**TASK INSTRUCTIONS**
The result should be an exact copy of only the lines from the one holding "windows on this photo." through the last line of the data below, please, without pictures.

**DATA**
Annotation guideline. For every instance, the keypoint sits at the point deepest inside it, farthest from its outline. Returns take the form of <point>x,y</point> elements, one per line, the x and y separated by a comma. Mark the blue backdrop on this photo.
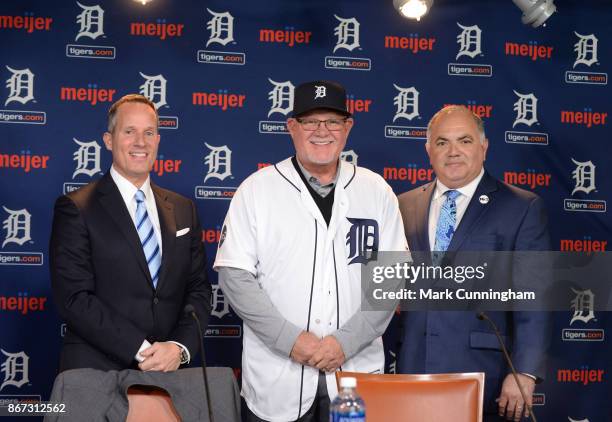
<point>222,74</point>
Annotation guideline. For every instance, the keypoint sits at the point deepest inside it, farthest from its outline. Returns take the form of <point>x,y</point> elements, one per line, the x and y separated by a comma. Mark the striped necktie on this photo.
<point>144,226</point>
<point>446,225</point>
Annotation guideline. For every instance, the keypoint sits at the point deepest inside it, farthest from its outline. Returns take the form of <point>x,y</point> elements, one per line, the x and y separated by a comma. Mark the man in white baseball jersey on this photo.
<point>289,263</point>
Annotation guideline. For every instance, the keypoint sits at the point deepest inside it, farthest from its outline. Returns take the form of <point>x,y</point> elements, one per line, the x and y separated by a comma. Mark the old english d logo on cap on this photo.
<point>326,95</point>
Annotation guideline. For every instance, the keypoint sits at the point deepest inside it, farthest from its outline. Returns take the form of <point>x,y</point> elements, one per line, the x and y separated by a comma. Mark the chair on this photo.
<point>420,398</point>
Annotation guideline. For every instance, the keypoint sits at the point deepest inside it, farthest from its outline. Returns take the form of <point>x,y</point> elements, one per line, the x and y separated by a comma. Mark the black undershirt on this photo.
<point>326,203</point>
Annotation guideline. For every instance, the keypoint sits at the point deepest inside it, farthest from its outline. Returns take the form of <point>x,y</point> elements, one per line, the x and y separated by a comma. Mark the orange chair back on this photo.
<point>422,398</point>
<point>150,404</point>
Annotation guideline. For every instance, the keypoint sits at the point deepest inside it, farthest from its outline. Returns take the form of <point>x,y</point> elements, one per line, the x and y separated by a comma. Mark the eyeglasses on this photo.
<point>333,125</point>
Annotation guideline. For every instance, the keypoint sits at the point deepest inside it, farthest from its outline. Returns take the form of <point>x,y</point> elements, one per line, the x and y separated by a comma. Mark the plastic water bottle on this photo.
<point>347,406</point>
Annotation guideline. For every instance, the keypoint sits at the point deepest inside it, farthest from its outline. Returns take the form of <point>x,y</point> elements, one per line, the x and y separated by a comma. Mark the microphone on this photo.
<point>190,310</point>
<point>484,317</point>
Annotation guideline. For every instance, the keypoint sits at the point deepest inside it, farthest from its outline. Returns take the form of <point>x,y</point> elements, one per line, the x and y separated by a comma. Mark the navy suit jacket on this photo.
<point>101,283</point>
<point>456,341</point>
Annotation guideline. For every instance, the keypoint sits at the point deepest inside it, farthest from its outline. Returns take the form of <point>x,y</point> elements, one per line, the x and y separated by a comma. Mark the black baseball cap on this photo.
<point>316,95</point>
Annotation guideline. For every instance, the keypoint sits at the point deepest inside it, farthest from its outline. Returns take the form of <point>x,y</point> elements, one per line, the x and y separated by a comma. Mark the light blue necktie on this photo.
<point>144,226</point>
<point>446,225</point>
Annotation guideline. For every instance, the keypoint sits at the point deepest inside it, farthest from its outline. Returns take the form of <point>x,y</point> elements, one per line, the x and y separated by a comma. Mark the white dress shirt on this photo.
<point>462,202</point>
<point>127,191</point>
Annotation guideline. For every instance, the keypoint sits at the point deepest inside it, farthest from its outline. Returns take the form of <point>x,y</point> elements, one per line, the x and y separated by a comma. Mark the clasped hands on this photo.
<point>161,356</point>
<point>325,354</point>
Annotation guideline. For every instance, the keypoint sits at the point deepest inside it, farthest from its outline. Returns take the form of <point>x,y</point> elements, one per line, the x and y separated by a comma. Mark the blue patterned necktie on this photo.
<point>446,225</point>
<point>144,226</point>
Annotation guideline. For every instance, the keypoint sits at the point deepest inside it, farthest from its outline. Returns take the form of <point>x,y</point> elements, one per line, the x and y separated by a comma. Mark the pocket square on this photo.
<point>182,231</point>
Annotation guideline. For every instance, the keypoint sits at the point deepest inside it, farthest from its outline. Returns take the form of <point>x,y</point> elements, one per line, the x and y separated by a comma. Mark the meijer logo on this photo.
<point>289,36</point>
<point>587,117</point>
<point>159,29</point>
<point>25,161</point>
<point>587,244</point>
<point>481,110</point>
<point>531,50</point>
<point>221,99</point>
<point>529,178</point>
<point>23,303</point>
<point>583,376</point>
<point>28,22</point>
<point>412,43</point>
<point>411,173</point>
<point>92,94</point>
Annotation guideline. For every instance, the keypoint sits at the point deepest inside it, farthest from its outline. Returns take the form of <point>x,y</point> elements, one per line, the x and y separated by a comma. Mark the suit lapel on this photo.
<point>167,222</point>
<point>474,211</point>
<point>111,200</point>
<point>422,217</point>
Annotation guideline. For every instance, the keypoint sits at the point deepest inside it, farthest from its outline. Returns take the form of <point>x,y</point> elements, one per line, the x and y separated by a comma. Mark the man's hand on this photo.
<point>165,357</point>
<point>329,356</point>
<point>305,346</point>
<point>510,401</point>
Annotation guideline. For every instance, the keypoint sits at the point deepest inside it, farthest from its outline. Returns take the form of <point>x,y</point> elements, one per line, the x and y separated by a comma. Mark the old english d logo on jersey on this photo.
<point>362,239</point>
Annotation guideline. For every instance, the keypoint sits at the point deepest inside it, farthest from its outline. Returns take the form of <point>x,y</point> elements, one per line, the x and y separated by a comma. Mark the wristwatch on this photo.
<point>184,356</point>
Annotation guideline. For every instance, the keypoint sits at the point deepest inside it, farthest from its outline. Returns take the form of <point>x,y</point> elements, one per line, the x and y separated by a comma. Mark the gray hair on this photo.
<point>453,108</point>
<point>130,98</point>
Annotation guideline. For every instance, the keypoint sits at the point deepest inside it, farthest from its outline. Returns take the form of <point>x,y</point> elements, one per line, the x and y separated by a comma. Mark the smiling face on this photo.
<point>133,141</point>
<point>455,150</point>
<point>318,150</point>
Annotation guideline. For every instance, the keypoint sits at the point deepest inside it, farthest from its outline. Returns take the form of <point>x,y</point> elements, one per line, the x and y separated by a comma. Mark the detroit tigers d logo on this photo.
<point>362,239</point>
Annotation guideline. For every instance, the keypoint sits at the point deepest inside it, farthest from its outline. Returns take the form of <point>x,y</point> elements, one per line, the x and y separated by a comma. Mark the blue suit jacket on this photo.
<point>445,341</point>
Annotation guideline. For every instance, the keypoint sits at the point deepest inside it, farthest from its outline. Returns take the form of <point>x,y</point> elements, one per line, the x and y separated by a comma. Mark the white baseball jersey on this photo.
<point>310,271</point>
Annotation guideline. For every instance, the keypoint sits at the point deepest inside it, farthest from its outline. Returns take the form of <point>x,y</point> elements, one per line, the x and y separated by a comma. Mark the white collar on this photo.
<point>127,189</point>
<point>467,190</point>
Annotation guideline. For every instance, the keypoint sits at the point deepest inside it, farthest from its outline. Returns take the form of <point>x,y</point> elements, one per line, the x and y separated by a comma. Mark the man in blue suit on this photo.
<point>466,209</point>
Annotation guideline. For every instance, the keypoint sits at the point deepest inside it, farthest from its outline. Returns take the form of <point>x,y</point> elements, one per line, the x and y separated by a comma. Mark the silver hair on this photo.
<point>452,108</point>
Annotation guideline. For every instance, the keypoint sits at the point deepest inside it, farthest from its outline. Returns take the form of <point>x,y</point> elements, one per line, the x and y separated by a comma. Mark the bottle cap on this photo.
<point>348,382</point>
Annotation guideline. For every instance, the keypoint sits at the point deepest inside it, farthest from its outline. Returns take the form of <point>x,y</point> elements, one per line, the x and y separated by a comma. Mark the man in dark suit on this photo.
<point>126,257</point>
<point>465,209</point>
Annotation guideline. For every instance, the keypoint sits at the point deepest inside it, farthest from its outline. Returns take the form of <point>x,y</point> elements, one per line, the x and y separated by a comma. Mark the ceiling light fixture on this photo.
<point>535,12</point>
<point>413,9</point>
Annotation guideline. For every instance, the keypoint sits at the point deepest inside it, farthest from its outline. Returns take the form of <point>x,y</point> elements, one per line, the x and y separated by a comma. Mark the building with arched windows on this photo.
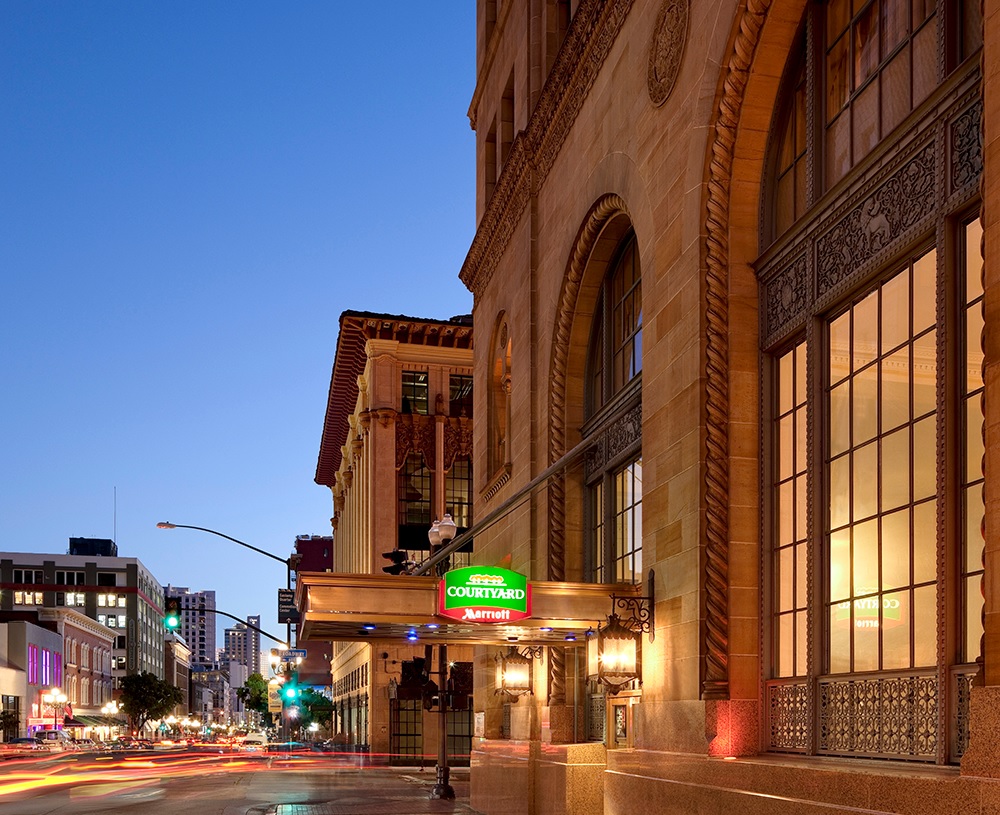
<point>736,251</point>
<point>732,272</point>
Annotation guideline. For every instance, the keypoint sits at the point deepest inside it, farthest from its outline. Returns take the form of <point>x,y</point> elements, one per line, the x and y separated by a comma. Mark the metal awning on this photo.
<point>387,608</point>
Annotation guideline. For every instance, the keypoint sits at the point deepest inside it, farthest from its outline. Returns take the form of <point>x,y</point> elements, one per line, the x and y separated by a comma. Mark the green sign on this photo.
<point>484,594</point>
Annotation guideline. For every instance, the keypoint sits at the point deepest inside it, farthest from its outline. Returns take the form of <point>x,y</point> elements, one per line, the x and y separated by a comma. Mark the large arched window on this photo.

**FINISHED EXERCISE**
Annotation guideline. For every instance, the keypoint sits at the point deepest inside it, farthest from its outline. Returns take the form of <point>x,y</point> elements, one per line, the x and y separated by a comma. Mark the building with arched windows on this photo.
<point>736,251</point>
<point>732,272</point>
Annotation guideline. For every instance, the keypoint sits at the point deepest inside it, farthest from its outline. Returns take the form of <point>x,y</point> elements, one per line, the x and y separated by a comma. Mark the metal awning on this photo.
<point>387,608</point>
Annotation guideline. For every instance, the keypoint sits at the point deepest inside it, farthest from its outline. Returns take the form of <point>x,y</point> elements, one per line, the x and y separated by a comma. Mark the green sign on this photo.
<point>484,594</point>
Annotation guideline. For every instance, the keypoint sits at the point deepest inside it, farthest from its outline. Returns take the form of <point>x,y</point> elements, one per line, the x and y separated by a comma. Mark the large arched window on this photo.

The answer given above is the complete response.